Exercise data:
+ + +

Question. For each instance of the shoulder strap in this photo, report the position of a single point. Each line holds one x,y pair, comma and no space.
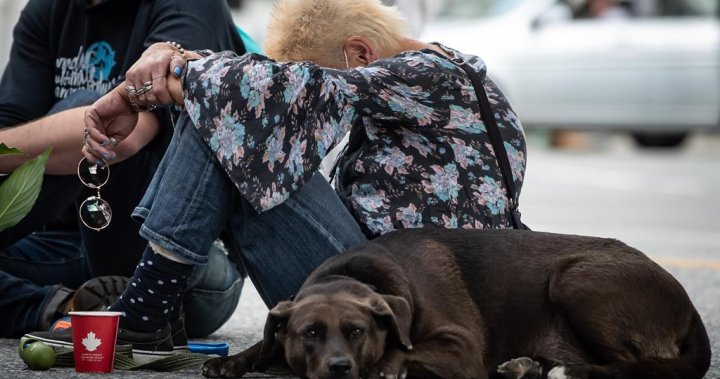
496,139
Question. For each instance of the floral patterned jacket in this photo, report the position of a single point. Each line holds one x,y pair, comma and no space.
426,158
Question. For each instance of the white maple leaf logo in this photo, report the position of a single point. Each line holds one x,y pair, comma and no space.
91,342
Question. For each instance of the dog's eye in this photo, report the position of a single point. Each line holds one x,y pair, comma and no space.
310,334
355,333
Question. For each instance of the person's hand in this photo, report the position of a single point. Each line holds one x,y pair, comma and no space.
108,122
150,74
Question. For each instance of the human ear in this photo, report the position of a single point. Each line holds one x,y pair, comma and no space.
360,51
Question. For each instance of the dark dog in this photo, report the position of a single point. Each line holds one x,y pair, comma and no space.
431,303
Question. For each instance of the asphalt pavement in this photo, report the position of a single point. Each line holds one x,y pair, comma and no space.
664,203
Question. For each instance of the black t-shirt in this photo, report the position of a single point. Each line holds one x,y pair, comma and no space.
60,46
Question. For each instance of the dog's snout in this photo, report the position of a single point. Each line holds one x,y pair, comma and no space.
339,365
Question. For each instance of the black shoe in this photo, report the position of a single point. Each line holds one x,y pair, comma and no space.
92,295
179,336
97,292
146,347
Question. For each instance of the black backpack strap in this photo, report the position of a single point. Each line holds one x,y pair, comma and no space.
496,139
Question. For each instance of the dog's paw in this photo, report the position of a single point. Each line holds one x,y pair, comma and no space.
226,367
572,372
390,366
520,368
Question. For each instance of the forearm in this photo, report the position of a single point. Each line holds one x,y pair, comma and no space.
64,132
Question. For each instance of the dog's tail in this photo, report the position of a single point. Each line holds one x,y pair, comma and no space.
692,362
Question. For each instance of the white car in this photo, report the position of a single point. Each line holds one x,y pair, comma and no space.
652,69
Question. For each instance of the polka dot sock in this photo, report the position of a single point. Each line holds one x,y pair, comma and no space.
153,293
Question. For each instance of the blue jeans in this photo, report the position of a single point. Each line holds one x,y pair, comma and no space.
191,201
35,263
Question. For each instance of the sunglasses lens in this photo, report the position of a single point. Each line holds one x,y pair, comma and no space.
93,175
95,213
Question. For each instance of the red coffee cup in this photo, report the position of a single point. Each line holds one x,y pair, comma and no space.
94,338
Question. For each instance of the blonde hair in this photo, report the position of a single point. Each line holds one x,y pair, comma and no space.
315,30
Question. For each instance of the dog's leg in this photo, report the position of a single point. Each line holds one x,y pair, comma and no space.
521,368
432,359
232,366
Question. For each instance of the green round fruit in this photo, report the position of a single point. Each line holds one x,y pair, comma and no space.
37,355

+ + +

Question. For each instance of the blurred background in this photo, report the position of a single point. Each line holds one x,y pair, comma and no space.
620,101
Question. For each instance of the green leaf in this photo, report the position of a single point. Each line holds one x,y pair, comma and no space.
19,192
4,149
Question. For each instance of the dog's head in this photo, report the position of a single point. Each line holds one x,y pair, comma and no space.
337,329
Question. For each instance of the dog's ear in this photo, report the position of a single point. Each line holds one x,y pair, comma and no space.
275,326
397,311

+ + +

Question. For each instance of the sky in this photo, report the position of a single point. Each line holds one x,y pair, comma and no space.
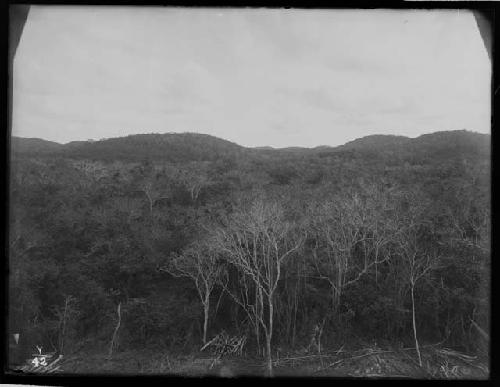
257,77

+ + +

Brief: Please find every line in the records that contains the word "leaf", and copy each of those lines.

Completed exercise:
Question. For each instance of the white maple leaf logo in this photo, report the position of a single point. Each line holds one x,y pair, comma and no space.
Question. For each instance of the green leaf in this photo, report the position of a single point. Each line holds one x,y pair, comma and no space.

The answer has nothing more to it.